Source passage:

1.11 Item-Response Theory Models
Item-response theory (IRT) models the situation in which a number of students each answer one or more of a group of test questions. The model is based on parameters for the ability of the students, the difficulty of the questions, and in more articulated models, the discriminativeness of the questions and the probability of guessing correctly; (Gelman and Hill 2007, pps. 314–320) for a textbook introduction to hierarchical IRT models and Curtis (2010) for encodings of a range of IRT models in BUGS.
Data Declaration with Missingness
The data provided for an IRT model may be declared as follows to account for the fact that not every student is required to answer every question.
data {
int<lower=1> J; // number of students
int<lower=1> K; // number of questions
int<lower=1> N; // number of observations
int<lower=1,upper=J> jj[N]; // student for observation n
int<lower=1,upper=K> kk[N]; // question for observation n
int<lower=0,upper=1> y[N]; // correctness for observation n
}
This declares a total of N
student-question pairs in the data
set, where each n
in 1:N
indexes a binary observation
y[n]
of the correctness of the answer of student jj[n]
on question kk[n]
.
The prior hyperparameters will be hard coded in the rest of this section for simplicity, though they could be coded as data in Stan for more flexibility.
1PL (Rasch) Model
The 1PL item-response model, also known as the Rasch model, has one parameter (1P) for questions and uses the logistic link function (L).
The model parameters are declared as follows.
parameters {
real delta; // mean student ability
real alpha[J]; // ability of student j - mean ability
real beta[K]; // difficulty of question k
}
The parameter alpha[j]
is the ability coefficient for student
j
and beta[k]
is the difficulty coefficient for question
k
. The non-standard parameterization used here also includes
an intercept term delta
, which represents the average student’s
response to the average question.4
The model itself is as follows.

Extracted material:
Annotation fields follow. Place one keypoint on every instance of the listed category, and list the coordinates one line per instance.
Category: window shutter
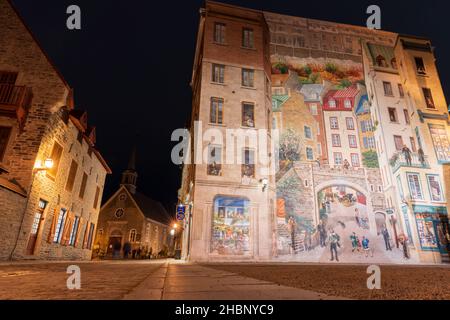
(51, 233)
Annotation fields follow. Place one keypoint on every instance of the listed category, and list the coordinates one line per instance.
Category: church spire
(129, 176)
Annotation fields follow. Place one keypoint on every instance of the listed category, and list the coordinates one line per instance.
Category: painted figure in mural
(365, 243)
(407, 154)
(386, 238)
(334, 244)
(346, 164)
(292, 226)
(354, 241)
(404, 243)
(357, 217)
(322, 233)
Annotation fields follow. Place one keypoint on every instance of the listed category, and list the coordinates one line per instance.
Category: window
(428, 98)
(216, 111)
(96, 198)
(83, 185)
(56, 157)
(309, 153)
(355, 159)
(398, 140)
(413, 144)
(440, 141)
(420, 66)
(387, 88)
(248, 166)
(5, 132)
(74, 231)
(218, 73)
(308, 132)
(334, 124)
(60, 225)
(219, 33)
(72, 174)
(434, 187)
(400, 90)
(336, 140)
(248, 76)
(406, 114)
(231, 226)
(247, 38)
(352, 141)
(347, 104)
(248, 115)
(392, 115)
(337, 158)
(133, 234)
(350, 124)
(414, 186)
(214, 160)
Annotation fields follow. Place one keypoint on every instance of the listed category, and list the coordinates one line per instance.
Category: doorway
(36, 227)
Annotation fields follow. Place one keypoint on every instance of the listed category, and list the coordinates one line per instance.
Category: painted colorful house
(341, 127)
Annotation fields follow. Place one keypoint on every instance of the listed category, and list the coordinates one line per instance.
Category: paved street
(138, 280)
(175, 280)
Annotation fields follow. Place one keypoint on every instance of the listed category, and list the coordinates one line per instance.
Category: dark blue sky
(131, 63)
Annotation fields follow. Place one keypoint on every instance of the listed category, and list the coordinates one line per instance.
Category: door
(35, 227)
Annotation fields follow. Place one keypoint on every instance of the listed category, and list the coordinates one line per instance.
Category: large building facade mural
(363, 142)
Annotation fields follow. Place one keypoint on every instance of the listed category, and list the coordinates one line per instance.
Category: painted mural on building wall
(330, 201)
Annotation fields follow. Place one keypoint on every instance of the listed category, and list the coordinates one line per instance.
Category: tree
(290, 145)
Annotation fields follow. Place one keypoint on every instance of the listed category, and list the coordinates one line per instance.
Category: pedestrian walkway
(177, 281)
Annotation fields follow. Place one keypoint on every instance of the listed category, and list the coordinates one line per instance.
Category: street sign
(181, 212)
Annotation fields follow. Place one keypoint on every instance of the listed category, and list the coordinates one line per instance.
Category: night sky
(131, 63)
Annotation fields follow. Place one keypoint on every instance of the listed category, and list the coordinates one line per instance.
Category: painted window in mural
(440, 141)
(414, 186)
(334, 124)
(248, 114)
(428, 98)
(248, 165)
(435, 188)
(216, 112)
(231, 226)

---

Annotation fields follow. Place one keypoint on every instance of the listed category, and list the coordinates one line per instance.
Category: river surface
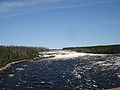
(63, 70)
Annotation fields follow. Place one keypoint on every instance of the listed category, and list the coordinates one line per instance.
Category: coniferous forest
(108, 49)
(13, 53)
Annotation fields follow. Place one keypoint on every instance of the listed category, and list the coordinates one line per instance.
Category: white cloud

* * *

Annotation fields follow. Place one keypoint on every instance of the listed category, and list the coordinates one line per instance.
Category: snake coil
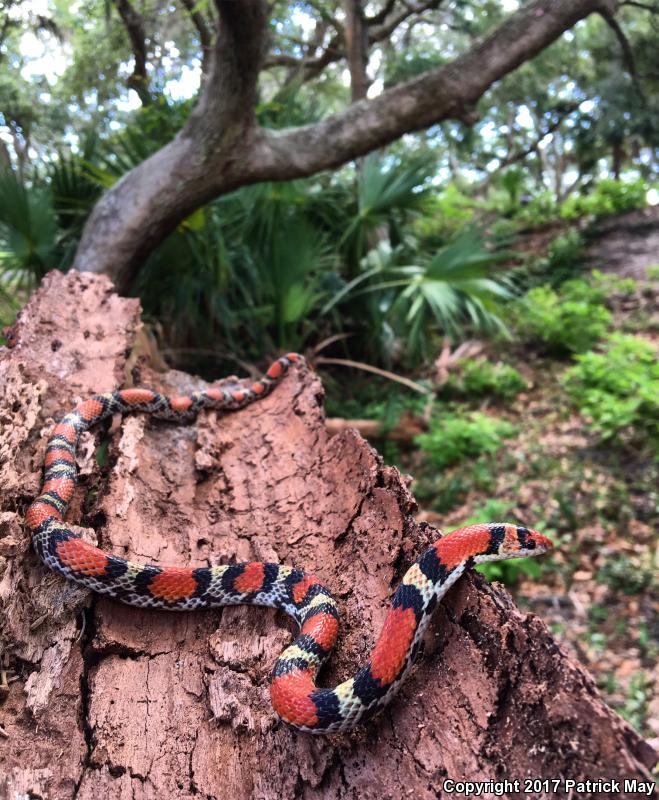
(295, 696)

Goal A:
In the item-response theory passage, what does the letter "L" in the name of the 1PL model refer to?
Goal B:
Rewrite the paragraph of the item-response theory passage that begins "Item-response theory (IRT) models the situation" as a bulleted list, keeping its main facts.
Goal C:
According to the item-response theory passage, why is the data for the IRT model declared as N observations, each with its own student index and question index?

Full solution A:
The "L" refers to the logistic link function that the model uses.

Full solution B:
- Item-response theory (IRT) models a setting in which a number of students each answer one or more questions from a group of test questions.
- The model's parameters cover the ability of the students and the difficulty of the questions.
- More articulated models also include the discriminativeness of the questions and the probability of guessing correctly.
- Gelman and Hill (2007, pp. 314–320) give a textbook introduction to hierarchical IRT models.
- Curtis (2010) gives encodings of a range of IRT models in BUGS.

Full solution C:
The data is declared this way because not every student is required to answer every question. Each observation n records a student jj[n], a question kk[n], and a binary value y[n] for the correctness of that student's answer. As a result, only the student-question pairs that actually occur are included.